Tarefas a cumprir:
- A) Reescreva a parte do trecho sobre a goleira de Taiwan que começa nas palavras "A goleira de" e termina em "seus movimentos. Precisão.", trocando "onça" por "leoa".
- B) Com base no trecho sobre a goleira de Taiwan, responda:
(i) Em que posição a goleira ficava enquanto a bola não vinha em sua direção?
(ii) De que cor era a bola?
(iii) A quem a bola não dava sossego?

== Trecho fornecido ==

A goleira de Taiwan, então, parecia acionada por um controle remoto: ficava imóvel, no meio das traves, com as pernas dobradas. Bastava, entretanto, uma pequena bola ir na direção dela, que sua reação era surpreendente, ela se agitava toda, fazia a defesa, e rapidamente já jogava a bola pra frente, pois sabia que uma pequena companheira sua, com a velocidade de uma onça caçando nas savanas africanas, apareceria de algum lugar para pegar a bola e ir para o gol. A bola, então, mal se via: aquela esfera branca, tão desejada por todas naquela quadra, zunia em alta velocidade por todos os lados, não dando sossego nem para as goleiras nem para o público, que mal conseguia acompanhar todos os seus movimentos. Precisão.

===
== Informações fornecidas ==

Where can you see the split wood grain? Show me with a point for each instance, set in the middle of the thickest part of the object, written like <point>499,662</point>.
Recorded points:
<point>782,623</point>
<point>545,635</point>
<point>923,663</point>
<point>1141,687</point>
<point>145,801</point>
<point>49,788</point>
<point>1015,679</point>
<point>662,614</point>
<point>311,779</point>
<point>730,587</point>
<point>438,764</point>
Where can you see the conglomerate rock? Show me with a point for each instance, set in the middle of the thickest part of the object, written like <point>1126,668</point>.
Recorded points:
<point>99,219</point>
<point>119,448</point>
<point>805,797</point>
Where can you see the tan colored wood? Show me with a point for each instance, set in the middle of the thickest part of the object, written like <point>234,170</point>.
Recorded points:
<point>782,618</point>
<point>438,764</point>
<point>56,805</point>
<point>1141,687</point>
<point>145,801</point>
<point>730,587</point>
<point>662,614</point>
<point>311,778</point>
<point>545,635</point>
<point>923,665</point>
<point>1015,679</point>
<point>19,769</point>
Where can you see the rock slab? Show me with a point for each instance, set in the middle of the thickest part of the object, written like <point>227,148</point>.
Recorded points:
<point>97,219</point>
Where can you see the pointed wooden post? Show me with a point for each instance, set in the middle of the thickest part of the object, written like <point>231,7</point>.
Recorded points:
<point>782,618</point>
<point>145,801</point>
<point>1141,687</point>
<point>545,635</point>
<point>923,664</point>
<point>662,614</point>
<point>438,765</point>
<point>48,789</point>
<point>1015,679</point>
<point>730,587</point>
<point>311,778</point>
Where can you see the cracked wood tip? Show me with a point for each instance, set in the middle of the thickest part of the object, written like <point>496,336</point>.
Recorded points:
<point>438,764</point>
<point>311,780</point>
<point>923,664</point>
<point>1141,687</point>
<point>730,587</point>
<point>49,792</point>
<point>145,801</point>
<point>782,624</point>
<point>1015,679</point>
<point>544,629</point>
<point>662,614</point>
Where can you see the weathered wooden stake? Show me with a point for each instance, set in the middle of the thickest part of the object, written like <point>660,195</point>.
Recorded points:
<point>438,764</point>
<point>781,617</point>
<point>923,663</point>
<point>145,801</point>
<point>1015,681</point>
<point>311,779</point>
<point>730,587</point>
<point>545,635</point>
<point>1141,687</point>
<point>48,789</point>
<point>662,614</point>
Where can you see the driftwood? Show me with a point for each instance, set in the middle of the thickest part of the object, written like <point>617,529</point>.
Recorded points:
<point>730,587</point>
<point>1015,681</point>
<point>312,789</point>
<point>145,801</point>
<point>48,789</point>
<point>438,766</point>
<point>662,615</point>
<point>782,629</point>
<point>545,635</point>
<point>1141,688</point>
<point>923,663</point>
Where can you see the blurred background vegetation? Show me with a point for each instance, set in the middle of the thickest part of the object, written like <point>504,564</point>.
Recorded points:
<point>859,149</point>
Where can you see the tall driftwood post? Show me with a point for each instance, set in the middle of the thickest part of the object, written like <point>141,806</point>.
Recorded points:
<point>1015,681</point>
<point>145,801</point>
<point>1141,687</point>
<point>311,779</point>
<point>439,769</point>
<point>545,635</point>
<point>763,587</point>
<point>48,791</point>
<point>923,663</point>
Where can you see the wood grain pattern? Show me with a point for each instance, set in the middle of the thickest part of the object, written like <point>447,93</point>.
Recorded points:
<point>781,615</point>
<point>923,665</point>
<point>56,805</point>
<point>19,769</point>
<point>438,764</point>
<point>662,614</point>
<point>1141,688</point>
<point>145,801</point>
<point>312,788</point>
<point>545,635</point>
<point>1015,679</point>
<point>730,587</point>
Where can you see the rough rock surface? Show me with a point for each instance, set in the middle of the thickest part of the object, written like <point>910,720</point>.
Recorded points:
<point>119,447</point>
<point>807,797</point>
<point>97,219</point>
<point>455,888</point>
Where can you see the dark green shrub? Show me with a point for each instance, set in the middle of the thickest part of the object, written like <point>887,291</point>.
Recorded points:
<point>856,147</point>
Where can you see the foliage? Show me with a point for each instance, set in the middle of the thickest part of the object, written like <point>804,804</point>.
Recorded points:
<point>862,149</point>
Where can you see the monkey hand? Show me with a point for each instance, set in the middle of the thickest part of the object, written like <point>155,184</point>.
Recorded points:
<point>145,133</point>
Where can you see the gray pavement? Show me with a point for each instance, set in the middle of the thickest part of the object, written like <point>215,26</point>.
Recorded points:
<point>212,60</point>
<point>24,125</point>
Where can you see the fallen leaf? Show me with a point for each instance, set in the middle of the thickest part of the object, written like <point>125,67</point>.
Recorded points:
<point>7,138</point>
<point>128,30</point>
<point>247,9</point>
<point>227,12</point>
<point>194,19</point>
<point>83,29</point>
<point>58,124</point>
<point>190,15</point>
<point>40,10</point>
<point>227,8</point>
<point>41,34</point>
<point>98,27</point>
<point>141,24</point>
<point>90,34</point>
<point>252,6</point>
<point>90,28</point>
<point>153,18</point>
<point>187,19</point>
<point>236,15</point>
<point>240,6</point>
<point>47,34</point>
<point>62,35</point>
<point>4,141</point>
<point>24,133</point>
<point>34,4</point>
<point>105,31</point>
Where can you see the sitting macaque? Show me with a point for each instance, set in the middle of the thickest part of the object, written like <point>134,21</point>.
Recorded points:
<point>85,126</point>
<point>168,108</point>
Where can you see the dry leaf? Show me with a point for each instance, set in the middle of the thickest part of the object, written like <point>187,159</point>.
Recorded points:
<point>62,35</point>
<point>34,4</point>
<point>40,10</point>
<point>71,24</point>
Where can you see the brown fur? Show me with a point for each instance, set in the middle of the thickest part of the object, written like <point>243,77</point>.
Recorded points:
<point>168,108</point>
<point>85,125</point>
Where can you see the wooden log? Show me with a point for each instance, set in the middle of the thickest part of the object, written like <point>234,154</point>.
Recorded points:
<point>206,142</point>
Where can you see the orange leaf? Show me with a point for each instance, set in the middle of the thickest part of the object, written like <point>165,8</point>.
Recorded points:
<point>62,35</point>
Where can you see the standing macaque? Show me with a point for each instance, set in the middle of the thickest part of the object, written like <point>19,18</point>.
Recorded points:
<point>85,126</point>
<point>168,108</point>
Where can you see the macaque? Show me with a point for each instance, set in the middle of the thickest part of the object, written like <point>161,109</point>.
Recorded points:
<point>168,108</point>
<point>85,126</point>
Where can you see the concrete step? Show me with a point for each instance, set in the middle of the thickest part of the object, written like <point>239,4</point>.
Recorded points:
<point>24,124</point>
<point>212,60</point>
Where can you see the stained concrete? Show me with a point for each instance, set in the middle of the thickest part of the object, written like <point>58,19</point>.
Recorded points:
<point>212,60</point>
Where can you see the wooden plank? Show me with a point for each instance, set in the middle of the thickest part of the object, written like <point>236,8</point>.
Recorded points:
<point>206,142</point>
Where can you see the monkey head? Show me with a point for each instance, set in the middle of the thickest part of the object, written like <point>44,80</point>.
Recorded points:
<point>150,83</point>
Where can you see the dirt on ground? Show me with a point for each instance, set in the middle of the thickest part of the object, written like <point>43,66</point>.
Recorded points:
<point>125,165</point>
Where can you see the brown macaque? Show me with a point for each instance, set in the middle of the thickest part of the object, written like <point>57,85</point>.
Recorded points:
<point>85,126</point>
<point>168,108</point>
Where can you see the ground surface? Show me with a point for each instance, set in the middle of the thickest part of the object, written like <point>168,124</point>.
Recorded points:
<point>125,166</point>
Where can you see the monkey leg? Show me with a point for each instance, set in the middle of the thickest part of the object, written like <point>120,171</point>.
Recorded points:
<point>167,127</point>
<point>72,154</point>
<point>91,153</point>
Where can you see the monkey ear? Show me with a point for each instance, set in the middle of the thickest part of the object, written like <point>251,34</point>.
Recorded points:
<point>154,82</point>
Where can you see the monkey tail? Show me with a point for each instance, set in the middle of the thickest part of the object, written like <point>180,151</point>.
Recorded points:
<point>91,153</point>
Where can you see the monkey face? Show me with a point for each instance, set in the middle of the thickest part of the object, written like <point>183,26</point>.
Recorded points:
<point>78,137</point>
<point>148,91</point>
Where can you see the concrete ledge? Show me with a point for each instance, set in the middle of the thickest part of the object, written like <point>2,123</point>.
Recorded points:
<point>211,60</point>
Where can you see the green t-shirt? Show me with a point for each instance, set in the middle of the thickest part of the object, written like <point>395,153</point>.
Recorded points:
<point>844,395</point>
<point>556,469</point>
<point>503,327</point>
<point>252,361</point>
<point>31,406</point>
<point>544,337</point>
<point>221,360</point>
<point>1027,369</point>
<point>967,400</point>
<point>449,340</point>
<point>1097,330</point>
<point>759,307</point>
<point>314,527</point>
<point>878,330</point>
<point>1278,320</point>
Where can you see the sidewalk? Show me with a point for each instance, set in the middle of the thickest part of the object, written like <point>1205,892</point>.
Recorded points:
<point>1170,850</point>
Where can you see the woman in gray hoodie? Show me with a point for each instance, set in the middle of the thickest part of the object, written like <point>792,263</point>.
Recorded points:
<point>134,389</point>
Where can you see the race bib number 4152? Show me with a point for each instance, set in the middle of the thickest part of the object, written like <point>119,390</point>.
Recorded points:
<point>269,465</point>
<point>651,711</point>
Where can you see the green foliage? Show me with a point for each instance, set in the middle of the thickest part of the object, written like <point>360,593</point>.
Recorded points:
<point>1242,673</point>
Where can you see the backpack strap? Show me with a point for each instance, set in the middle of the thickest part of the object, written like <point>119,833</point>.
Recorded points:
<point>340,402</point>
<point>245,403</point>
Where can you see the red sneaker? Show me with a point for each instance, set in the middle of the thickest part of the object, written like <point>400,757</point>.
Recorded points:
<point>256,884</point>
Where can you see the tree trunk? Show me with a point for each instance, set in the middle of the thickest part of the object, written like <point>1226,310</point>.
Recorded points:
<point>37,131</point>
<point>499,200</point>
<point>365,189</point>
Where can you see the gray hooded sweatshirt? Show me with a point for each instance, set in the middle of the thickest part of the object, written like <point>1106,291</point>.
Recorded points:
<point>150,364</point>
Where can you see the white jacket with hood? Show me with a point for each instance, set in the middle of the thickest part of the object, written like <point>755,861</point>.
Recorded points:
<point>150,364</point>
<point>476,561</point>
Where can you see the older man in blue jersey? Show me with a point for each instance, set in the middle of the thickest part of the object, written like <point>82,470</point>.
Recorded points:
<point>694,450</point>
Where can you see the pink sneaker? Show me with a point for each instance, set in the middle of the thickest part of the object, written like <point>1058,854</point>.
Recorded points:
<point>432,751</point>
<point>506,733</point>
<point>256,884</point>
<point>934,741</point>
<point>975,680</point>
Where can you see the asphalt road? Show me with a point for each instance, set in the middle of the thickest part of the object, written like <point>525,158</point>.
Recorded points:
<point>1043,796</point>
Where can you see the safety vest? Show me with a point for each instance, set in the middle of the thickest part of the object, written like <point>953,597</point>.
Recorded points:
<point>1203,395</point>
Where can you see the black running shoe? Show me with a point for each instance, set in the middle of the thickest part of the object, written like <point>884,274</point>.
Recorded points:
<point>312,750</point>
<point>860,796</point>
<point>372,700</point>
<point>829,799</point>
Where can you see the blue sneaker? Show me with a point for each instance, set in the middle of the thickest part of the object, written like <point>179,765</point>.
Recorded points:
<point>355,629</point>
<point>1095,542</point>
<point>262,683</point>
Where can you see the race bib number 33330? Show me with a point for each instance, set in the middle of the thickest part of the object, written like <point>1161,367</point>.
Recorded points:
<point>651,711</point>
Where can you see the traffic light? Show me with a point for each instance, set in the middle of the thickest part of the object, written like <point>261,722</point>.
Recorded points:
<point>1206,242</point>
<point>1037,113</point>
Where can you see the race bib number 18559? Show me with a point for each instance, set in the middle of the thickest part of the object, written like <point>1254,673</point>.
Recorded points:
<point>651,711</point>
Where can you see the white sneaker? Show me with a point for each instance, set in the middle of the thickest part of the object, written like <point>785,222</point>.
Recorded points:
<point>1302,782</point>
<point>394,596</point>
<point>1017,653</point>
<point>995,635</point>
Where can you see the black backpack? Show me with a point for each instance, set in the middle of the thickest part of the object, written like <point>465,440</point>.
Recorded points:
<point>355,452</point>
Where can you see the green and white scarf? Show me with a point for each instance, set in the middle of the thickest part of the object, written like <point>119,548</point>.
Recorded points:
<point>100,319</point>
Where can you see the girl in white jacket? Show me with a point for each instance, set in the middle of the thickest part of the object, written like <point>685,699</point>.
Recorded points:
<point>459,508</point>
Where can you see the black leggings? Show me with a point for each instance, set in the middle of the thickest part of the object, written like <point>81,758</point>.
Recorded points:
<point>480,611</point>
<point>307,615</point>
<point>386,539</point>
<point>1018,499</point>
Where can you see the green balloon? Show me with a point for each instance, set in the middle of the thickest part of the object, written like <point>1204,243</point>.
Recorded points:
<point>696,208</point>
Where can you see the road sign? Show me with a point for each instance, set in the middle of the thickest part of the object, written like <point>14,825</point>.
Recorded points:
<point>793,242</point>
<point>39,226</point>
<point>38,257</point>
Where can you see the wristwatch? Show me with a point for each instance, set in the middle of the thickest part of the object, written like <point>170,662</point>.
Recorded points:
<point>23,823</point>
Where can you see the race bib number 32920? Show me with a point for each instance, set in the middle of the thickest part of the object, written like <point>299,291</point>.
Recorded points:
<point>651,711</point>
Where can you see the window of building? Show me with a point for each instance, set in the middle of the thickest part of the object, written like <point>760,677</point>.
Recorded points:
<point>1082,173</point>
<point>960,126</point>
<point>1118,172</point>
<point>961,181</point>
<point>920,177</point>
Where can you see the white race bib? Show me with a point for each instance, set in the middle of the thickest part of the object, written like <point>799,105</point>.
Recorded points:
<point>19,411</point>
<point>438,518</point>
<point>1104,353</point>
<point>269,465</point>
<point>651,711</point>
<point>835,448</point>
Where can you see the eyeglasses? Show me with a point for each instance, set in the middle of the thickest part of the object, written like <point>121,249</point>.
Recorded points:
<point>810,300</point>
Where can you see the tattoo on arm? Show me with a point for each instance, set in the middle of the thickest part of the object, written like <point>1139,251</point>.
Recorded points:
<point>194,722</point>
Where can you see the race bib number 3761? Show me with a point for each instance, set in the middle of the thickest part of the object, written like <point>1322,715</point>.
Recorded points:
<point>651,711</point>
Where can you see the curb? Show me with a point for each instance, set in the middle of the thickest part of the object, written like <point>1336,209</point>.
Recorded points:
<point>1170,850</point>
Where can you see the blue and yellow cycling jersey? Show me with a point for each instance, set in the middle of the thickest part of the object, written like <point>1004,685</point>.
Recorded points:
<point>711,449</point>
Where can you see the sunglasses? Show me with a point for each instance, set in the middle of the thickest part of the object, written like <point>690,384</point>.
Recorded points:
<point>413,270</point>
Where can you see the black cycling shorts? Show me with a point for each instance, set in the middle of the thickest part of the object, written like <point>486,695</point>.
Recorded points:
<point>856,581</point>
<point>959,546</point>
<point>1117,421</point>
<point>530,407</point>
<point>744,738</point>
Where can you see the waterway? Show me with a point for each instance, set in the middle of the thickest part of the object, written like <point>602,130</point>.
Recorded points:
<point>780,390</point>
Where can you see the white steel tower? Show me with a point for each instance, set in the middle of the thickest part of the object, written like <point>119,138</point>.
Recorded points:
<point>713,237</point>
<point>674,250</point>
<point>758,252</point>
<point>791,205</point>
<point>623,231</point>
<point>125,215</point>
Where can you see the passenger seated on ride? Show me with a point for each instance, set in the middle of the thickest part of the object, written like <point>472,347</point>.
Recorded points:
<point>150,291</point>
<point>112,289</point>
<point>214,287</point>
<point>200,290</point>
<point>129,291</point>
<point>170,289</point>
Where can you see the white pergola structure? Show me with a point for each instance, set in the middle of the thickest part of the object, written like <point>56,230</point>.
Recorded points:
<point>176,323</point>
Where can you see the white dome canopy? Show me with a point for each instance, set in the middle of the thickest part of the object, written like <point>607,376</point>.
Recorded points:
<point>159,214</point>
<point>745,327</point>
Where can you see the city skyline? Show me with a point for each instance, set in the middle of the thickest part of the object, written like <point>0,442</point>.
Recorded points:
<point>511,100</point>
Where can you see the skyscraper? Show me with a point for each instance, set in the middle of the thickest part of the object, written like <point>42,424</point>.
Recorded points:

===

Respostas por tarefa:
- A)
A goleira de Taiwan, então, parecia acionada por um controle remoto: ficava imóvel, no meio das traves, com as pernas dobradas. Bastava, entretanto, uma pequena bola ir na direção dela, que sua reação era surpreendente, ela se agitava toda, fazia a defesa, e rapidamente já jogava a bola pra frente, pois sabia que uma pequena companheira sua, com a velocidade de uma leoa caçando nas savanas africanas, apareceria de algum lugar para pegar a bola e ir para o gol. A bola, então, mal se via: aquela esfera branca, tão desejada por todas naquela quadra, zunia em alta velocidade por todos os lados, não dando sossego nem para as goleiras nem para o público, que mal conseguia acompanhar todos os seus movimentos. Precisão.

- B)
(i) Ela ficava imóvel, no meio das traves, com as pernas dobradas.
(ii) A bola era branca.
(iii) A bola não dava sossego nem às goleiras nem ao público.